START DATASET EXTRACT

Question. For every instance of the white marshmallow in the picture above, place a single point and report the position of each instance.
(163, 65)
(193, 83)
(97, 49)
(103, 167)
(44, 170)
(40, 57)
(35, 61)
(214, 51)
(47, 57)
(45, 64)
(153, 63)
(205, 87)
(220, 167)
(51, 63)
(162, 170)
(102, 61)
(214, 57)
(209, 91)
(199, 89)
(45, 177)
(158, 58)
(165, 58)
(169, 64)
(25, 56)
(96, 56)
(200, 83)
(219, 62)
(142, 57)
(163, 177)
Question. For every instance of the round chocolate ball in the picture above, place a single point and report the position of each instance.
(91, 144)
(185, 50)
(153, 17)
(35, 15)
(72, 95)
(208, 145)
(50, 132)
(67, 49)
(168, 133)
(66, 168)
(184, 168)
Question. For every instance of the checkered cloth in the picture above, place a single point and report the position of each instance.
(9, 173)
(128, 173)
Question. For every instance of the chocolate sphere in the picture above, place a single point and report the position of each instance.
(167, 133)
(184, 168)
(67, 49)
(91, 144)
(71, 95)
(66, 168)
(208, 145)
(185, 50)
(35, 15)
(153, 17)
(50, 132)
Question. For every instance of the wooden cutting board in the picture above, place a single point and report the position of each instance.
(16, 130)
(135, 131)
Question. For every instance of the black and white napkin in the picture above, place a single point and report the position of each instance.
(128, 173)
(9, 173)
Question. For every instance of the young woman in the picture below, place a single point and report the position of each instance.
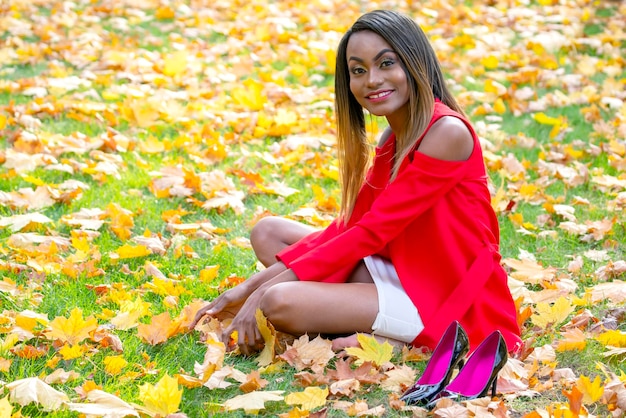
(415, 246)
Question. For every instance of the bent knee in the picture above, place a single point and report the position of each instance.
(263, 230)
(277, 306)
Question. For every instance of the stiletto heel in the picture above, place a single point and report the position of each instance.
(448, 354)
(480, 373)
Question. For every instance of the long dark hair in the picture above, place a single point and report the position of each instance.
(425, 80)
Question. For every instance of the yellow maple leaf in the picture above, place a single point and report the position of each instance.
(28, 320)
(113, 365)
(269, 336)
(131, 251)
(614, 338)
(552, 314)
(592, 391)
(72, 330)
(250, 95)
(575, 339)
(5, 406)
(175, 63)
(252, 402)
(163, 398)
(371, 350)
(208, 273)
(310, 398)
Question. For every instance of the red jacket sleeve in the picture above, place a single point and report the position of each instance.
(418, 186)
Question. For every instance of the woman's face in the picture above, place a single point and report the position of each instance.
(377, 77)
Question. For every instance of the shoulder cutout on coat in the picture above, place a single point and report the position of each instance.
(448, 139)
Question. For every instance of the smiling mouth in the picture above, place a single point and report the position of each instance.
(380, 95)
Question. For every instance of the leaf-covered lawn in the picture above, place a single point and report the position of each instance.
(141, 139)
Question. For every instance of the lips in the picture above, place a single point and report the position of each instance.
(379, 95)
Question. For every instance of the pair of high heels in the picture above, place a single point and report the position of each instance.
(476, 377)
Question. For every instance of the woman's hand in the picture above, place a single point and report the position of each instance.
(228, 304)
(223, 307)
(249, 338)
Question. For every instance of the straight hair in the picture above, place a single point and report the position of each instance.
(425, 82)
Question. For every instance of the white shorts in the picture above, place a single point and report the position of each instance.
(397, 317)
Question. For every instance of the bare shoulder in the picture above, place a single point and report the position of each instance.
(448, 139)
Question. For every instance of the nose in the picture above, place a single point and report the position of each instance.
(374, 77)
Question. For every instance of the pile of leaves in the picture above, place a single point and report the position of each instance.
(141, 139)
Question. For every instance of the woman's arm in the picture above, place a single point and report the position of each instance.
(229, 303)
(418, 187)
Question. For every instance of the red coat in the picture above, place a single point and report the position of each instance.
(436, 224)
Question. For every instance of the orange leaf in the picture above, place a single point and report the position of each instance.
(575, 398)
(591, 391)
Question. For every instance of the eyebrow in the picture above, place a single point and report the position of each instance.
(380, 54)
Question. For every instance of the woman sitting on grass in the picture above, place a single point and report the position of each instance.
(415, 245)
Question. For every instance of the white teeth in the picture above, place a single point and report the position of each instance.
(379, 95)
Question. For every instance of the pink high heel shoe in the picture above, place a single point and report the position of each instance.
(448, 354)
(480, 372)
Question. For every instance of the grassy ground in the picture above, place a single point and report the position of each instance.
(113, 94)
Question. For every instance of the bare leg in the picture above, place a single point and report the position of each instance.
(323, 308)
(272, 234)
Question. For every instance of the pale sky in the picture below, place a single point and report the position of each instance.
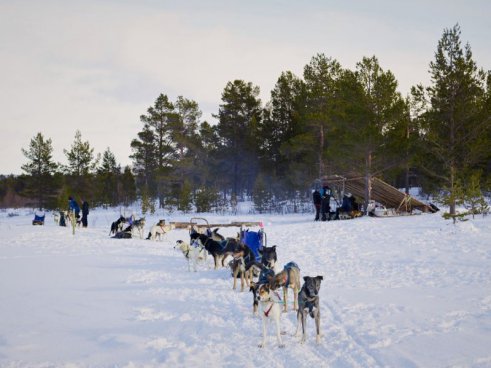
(96, 66)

END DATASET EXTRACT

**WHAT THIS TASK INVOLVES**
Every record must be copied exactly, with the pictures left out.

**RESPONSE BELOW**
Question. For every instance of the white marshmallow in the picture above, place a single point and report the position of each instance.
(163, 65)
(193, 83)
(97, 49)
(103, 167)
(44, 170)
(40, 57)
(35, 61)
(214, 51)
(47, 57)
(45, 64)
(153, 63)
(205, 87)
(220, 167)
(51, 63)
(162, 170)
(102, 61)
(214, 57)
(209, 91)
(199, 89)
(45, 177)
(158, 58)
(165, 58)
(169, 64)
(25, 56)
(96, 56)
(200, 83)
(219, 62)
(142, 57)
(163, 177)
Question. For every instance of the round chocolate ball in the picture above, place a single point and report the position of each instance.
(91, 144)
(185, 50)
(153, 17)
(35, 15)
(72, 95)
(208, 145)
(50, 132)
(67, 49)
(168, 133)
(66, 168)
(184, 168)
Question. For every instance of the checkered cloth in the picture above, place a single point and report the position of each instance.
(9, 173)
(128, 173)
Question. For every instance of the chocolate sphere in the picture above, place a single point and report the position of each instance.
(167, 133)
(184, 168)
(67, 49)
(91, 144)
(71, 95)
(66, 168)
(208, 145)
(185, 50)
(35, 15)
(153, 17)
(50, 132)
Question. For every instance of the wooden cutting board in the picture above, place a single point and report the position of each instance.
(16, 130)
(135, 131)
Question. For every instance of the black and white napkin in the picture above, place a single point and report the position of each instance.
(128, 173)
(9, 173)
Question. For every instance of the young woman in the picture below, place a single point and report the position of each instance.
(415, 246)
Question. For every instance of the bent knee in the picture above, place a single point and report the position of each instance.
(263, 230)
(277, 306)
Question. For every instance of the stiletto heel in the picture above, place a single point and report the position of each instance.
(448, 354)
(480, 373)
Question. For every instance of the long dark hair in the picture above, place a single point and report the position of each instance.
(425, 80)
Question. For every instance of the yellow maple leaf in the picture above, place a single point and report the position of each instance.
(28, 320)
(113, 365)
(269, 336)
(131, 251)
(614, 338)
(552, 314)
(592, 391)
(72, 330)
(250, 95)
(575, 339)
(5, 406)
(175, 63)
(252, 402)
(163, 398)
(371, 350)
(208, 273)
(310, 398)
Question. For every instance of the red jacket sleeve in the picture above, place a single point and report the position of each instance.
(418, 186)
Question. For every instance of the woman's face in the picture above, place a single point and report the position of each instance.
(377, 77)
Question. For every instance of the shoulder cutout on coat in the picture above, place a single point and report the position of each instance.
(448, 139)
Question. For every instance of the smiling mouth in the picture above, place a single point and report the position of each instance.
(380, 95)
Question. For every instance of the leaf-covered lawn in the picture above, place a single point and report the position of each instance.
(141, 139)
Question. For every instance of the lips in the picture above, place a single point and report the position of each instance.
(379, 95)
Question. For every instance of the pair of high heels in the picture above, place a single point and report the position of each instance.
(476, 377)
Question. For every instance of the woman's hand in the picture above, place a single point and report the position of each instance.
(228, 304)
(223, 307)
(249, 338)
Question. For every instance of the straight hair in the picture above, place a single point and report the position of each instance.
(425, 82)
Question. For every instance of the white shorts in the picture above, place a single point and report the position of each instance.
(397, 317)
Question. For every instance of the bare shoulder in the picture above, place a single point and report the position of each instance.
(448, 139)
Question. For every instance of the nose in the picture above, place a single point and report the position of each instance.
(374, 77)
Question. For every instance of the pile of leaves in the picture above, place a single point and report the position of each instance.
(141, 139)
Question. For every instance of the woman's arm in the picture above, place a single point and report the position of each instance.
(229, 303)
(418, 187)
Question. For every instance of the red coat in the picture above, place a single point and report the position of each instance.
(436, 224)
Question. For every instance of the orange leaf in the picture above, place a single point and report the position of each instance.
(575, 398)
(591, 391)
Question. For every instance of the eyebrow in the picture above, place a single point and report the position of each instance.
(380, 54)
Question. For every instance of the woman sitting on grass in the picture above, place a single point and report the position of each instance.
(415, 245)
Question. For every instance of the white teeth in the picture above, place a single point and report the position of each instance.
(379, 95)
Question. For every instance of the pink high heel shoe in the picture above, place a single point and report the position of each instance.
(448, 354)
(480, 372)
Question. For every instance of the grassy ground in the picture above, place a single point and report the position of each instance.
(113, 94)
Question. For every instance of the bare leg in the picture above, place a single point and report the position of each instance.
(323, 308)
(272, 234)
Question. For every instance of the pale sky in the picture below, place a single point and report the position of each instance.
(96, 66)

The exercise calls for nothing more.